# The exercise
Render every line of the items below as a numbered list, skipping any blank lines. Leave the pictures out of your answer.

# Records provided

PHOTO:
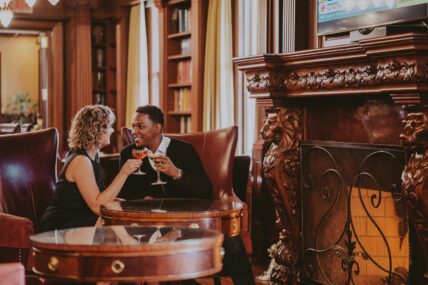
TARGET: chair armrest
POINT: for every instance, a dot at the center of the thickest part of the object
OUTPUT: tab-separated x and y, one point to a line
16	231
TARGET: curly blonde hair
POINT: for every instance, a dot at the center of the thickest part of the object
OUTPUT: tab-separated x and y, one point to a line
89	124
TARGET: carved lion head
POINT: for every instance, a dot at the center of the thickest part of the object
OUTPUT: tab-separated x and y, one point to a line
282	127
415	131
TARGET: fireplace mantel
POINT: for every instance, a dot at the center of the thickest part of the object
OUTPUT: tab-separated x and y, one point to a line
388	65
357	93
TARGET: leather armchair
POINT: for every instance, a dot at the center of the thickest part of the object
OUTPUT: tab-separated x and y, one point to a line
9	128
27	180
217	152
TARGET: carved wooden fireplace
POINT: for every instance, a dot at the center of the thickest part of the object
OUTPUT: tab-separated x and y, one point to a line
343	155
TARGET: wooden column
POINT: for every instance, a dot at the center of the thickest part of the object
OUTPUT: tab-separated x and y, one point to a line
79	57
415	184
122	31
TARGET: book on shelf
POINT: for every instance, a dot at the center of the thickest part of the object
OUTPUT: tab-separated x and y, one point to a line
99	98
184	71
185	124
185	46
180	20
174	21
182	100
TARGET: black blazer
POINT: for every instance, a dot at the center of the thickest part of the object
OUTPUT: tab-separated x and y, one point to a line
193	184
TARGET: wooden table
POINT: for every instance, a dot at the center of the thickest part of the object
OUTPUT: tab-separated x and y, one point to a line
127	253
219	215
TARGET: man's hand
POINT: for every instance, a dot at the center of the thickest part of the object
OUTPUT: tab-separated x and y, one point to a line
164	164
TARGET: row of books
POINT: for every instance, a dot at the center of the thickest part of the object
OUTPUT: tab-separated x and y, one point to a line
185	124
184	71
185	46
180	20
182	99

# Reply
1. PHOTO:
2. TARGET: chair armrest
3. POINT: for every instance, a dot at the center of the thickest part of the object
4. OUTPUT: tab-separated x and y, one point to a line
5. 16	231
6. TARGET: curly blonde hair
7. POINT: for every instance, a dot at the center of the thickest part of the object
8. OUTPUT: tab-separated x and y, one point to a line
9. 89	124
10. TARGET: carved lion head
11. POINT: for every instance, a dot at the center of the thickest part of the object
12. OUTPUT: tab-separated x and y, one point to a line
13. 282	127
14. 415	131
15. TARGET: fireplace mantel
16. POINT: for every instance, a dot at the center of the thickest part of the object
17. OUTPUT: tab-separated x and y, one point to a line
18. 388	65
19. 357	93
20. TARGET: leather armchair
21. POINT: for every instance, a dot at the center of the thickest part of the object
22. OUTPUT: tab-separated x and y, one point to a line
23. 9	128
24. 27	180
25. 217	152
26. TARGET: carved wooden fireplace
27. POINT: for every instance, a dot at the center of the thickest part of the object
28. OUTPUT: tab-separated x and y, one point to a line
29. 343	155
30. TARGET: wooden column
31. POINT: for every instance, a dot at the center of the thickest part of the object
32. OUTPUT: tab-separated x and y, one point to a line
33. 79	57
34. 415	184
35. 122	31
36. TARGET: book on shelf
37. POINT: for every instance, a dot at the center of the thickest part of the object
38. OUTPUT: tab-separated x and y, one point to a line
39. 99	98
40. 184	71
41. 185	124
42. 185	46
43. 180	20
44. 174	21
45. 182	100
46. TARGET: black blazer
47. POINT: for every instance, a dot at the center of the thickest part of the object
48. OUTPUT: tab-separated x and y, one point to a line
49. 193	184
50. TARGET: wooden table
51. POINT: for every instance, a dot at the center of the thickest part of the object
52. OUTPUT: tab-separated x and y, one point to a line
53. 127	253
54. 219	215
55. TARGET: man's hand
56. POINT: for every instance, a dot at the center of the thickest part of the object
57. OUTPUT: tab-separated x and y, one point to a line
58. 164	164
59. TARGET: row of books
60. POINT: for every instance, a dot at the center of the thickest part of the object
61. OUTPUT: tab-separated x and y, one point to a line
62. 185	124
63. 184	71
64. 185	46
65. 180	20
66. 182	99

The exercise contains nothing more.